DATASET ENTRIES:
========

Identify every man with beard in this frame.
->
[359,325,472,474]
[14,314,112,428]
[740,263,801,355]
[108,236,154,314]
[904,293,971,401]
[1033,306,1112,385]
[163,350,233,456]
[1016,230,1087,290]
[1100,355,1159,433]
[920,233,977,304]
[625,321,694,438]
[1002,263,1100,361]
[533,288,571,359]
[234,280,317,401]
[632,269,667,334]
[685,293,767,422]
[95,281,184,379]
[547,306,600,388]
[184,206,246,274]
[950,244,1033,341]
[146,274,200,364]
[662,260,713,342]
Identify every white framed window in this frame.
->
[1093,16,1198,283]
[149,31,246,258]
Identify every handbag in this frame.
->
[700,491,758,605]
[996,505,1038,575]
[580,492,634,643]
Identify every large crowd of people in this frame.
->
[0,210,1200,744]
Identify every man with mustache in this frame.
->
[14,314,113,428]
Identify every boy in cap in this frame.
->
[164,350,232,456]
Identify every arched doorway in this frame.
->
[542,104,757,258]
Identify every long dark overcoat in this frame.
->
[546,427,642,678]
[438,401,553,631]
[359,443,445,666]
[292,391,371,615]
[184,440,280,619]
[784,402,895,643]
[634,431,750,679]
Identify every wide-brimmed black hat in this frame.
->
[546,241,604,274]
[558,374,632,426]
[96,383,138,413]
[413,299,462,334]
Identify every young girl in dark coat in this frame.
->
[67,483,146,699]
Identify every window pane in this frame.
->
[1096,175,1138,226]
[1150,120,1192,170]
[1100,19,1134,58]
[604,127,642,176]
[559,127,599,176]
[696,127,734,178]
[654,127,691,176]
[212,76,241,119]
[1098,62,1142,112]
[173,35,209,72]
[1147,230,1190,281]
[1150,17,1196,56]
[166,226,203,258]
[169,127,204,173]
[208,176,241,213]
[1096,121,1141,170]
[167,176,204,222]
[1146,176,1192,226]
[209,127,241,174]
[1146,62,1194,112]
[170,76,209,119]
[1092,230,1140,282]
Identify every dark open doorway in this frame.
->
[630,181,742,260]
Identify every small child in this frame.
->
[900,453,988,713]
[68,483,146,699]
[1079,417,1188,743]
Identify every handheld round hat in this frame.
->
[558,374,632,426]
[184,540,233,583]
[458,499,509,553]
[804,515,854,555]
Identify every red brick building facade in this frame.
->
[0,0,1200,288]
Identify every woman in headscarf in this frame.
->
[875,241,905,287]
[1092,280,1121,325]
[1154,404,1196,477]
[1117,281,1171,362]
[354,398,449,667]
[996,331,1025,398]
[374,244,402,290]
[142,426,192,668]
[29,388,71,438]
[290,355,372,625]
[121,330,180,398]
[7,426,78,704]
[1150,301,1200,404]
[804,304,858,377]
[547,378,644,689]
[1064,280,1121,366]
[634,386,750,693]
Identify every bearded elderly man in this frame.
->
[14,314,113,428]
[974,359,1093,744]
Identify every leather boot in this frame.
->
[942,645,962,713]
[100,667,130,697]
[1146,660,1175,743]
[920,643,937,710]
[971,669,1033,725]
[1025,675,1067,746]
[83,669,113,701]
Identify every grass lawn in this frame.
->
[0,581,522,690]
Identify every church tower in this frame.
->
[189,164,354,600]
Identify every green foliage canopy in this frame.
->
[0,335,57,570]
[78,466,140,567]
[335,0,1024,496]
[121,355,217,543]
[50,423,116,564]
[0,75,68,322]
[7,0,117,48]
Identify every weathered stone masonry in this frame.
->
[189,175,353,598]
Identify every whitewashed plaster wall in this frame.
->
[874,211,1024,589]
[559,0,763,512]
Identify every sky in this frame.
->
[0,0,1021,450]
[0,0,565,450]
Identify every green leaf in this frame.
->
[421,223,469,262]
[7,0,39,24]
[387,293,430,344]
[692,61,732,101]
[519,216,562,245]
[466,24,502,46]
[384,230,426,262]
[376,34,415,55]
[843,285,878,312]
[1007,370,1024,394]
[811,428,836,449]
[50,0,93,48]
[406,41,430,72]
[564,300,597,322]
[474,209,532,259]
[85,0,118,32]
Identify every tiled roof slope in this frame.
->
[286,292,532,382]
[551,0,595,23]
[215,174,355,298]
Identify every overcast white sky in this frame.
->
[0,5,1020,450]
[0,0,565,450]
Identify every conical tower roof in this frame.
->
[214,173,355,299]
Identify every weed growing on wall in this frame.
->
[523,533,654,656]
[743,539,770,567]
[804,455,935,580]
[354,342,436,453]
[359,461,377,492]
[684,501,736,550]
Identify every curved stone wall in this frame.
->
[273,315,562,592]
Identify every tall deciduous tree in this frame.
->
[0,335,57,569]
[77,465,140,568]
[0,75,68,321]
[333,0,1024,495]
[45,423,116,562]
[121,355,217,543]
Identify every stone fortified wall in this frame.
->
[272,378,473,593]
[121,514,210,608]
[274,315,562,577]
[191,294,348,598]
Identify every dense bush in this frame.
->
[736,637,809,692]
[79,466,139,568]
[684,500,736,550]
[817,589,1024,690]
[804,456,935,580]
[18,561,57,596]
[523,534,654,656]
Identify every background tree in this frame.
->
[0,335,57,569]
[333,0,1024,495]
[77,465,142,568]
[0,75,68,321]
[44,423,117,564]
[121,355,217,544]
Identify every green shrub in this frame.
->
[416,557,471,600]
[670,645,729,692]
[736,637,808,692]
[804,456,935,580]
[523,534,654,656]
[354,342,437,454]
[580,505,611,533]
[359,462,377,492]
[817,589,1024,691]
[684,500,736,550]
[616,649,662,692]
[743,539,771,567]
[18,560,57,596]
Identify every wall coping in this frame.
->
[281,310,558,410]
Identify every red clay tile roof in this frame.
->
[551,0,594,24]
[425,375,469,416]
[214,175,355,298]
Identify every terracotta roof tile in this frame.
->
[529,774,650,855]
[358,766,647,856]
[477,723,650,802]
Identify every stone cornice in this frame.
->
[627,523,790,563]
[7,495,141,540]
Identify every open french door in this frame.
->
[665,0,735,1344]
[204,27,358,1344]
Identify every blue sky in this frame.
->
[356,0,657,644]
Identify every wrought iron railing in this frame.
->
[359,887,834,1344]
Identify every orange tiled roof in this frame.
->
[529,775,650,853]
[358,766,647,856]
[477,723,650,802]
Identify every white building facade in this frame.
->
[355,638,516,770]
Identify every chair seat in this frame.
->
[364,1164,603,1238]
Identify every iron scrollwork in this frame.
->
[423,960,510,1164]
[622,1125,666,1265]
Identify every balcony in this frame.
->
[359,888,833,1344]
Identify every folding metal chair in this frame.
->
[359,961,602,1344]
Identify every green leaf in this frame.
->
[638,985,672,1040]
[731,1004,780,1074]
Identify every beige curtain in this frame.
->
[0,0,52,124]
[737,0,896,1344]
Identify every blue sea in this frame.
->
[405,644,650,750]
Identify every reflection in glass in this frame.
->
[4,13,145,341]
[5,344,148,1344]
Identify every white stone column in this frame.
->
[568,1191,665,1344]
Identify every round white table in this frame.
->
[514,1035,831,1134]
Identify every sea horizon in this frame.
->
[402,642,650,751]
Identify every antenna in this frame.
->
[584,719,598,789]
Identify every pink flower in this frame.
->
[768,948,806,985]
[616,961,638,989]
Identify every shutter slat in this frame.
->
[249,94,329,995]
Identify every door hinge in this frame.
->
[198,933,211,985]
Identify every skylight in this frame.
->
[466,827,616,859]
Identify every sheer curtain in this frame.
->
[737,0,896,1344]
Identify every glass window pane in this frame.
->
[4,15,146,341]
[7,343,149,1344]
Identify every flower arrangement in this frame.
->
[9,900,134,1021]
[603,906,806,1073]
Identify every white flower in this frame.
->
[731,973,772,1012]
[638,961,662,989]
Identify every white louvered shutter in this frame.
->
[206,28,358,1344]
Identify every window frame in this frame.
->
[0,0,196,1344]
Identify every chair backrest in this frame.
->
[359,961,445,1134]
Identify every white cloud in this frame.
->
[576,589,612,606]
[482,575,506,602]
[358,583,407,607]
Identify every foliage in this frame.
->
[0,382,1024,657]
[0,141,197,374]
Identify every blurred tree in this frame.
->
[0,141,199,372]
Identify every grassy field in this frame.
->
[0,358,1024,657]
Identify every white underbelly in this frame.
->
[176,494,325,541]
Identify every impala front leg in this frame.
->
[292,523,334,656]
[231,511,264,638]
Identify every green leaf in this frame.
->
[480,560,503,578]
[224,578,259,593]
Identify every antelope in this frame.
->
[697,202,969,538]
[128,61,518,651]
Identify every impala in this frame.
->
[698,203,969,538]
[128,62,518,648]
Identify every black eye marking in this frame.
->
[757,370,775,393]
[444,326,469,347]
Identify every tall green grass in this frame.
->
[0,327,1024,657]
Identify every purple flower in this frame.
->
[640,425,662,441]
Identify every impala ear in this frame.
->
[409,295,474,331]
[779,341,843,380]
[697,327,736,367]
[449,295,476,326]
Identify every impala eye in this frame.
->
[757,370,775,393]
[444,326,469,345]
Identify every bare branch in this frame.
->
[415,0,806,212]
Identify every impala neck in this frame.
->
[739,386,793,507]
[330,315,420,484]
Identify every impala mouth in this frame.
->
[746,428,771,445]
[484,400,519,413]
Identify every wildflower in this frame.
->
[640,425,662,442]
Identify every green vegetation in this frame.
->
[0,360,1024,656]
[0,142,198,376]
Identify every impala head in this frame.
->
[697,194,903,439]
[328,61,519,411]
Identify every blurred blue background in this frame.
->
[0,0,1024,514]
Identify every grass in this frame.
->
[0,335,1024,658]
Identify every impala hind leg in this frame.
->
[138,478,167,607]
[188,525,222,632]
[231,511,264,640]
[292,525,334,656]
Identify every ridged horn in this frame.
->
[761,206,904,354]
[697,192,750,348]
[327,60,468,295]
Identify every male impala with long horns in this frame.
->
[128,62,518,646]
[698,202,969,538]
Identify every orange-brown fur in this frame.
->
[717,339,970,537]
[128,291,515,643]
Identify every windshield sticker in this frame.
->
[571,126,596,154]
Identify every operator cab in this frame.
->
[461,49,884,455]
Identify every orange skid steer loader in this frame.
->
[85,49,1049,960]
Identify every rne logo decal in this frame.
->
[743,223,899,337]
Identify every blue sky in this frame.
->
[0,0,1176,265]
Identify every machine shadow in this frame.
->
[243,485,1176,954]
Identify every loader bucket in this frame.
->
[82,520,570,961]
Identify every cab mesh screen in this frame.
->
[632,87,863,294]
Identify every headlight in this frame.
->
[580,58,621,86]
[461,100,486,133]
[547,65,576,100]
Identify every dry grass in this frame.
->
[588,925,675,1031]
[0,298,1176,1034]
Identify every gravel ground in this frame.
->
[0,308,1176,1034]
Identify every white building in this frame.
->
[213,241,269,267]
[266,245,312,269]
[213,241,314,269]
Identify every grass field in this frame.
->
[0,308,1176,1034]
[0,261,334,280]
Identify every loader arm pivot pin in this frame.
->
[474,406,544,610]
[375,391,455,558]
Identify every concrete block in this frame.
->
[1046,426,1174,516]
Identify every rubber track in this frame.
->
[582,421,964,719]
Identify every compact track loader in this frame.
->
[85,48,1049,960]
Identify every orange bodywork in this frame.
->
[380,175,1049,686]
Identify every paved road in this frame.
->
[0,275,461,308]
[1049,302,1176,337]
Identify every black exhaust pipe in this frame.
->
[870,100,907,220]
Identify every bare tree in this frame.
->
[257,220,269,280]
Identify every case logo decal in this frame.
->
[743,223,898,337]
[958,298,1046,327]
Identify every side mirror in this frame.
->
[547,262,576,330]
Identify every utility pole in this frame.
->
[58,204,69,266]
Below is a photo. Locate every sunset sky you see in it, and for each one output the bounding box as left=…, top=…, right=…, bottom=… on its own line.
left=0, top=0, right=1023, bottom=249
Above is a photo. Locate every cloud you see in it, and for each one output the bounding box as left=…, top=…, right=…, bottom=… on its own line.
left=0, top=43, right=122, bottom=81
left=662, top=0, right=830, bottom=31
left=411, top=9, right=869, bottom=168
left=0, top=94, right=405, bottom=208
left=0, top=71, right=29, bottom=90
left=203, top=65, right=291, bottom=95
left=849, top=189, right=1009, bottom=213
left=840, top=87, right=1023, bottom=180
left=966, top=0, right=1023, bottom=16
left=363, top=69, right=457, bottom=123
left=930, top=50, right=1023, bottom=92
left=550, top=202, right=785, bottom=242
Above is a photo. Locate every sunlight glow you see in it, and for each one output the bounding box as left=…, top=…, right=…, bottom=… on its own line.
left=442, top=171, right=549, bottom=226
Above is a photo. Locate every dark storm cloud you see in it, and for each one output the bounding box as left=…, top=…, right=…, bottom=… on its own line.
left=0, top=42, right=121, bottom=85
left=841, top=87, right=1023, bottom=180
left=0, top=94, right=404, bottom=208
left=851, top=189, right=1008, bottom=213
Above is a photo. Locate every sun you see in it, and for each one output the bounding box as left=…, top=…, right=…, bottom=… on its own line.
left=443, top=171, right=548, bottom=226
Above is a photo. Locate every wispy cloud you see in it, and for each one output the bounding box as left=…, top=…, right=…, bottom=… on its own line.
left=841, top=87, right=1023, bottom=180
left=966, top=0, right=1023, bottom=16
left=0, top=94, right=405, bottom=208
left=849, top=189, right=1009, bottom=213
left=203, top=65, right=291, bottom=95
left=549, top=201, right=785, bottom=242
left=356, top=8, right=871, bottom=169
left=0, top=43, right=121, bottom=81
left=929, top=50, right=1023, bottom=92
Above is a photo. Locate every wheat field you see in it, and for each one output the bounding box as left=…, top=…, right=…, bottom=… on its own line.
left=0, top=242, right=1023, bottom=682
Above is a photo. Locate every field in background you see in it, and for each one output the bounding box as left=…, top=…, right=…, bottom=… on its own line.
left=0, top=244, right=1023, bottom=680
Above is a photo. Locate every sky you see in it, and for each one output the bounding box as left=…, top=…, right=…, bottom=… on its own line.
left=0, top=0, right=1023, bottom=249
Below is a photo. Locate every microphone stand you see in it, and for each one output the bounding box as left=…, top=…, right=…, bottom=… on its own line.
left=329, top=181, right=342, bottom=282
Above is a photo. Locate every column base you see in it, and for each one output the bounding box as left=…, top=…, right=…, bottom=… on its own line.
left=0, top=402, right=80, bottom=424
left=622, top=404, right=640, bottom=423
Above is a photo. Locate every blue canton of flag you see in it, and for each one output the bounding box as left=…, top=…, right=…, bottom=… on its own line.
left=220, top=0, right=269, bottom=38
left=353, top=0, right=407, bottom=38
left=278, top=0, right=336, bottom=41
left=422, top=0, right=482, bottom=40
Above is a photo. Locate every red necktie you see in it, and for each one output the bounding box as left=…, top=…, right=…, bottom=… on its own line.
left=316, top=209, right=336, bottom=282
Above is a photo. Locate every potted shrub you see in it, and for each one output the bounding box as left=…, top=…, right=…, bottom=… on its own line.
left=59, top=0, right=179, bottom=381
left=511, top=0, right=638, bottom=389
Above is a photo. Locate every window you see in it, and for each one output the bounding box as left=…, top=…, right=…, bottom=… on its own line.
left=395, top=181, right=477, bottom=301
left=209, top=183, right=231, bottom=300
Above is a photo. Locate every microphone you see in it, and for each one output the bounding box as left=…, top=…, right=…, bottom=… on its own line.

========

TASK: Recast everything from the start of the material down to and including the line containing "[67,483,146,699]" as a two-column CSV with the headers request and boxes, one row per request, with each field quoted and line breaks inside a field replaced by spaces.

FINAL RESULT:
request,boxes
"Identify every man with beard in this frame. ->","[359,325,472,474] [14,314,112,428] [740,263,801,355] [108,236,154,314] [904,293,971,401] [1033,306,1112,385] [163,350,233,456] [1016,230,1087,290] [1100,355,1159,433] [920,233,977,304] [625,321,694,438] [1002,263,1100,361] [533,288,571,359] [234,280,317,401] [632,269,667,334] [685,293,767,422] [95,281,184,379] [547,306,600,388] [184,206,246,274] [950,244,1033,341] [146,274,200,364] [662,260,713,342]"
"Identify every white framed window in this frame. ->","[1093,16,1198,283] [149,31,246,258]"
"Identify every handbag in this frame. ->","[700,491,758,605] [996,505,1038,575] [580,492,634,643]"
"Identify every large crowd of people in this frame. ->","[0,210,1200,744]"
"Identify every man with mustache in this frame. ->","[14,314,113,428]"
"Identify every boy in cap in this frame. ->","[164,350,232,456]"
"Identify every arched doorway in this frame. ->","[542,104,757,258]"
"Identify every long dark overcoat in this frame. ->","[546,427,642,678] [438,401,553,631] [359,443,445,666] [292,391,371,615] [184,440,280,619] [784,402,895,643] [634,431,750,679]"
"Identify every wide-brimmed black hat in this frame. ->","[546,241,604,274] [558,374,632,426] [96,383,138,413] [413,299,462,334]"
"Identify every young girl in dark coat in this frame. ->","[67,483,146,699]"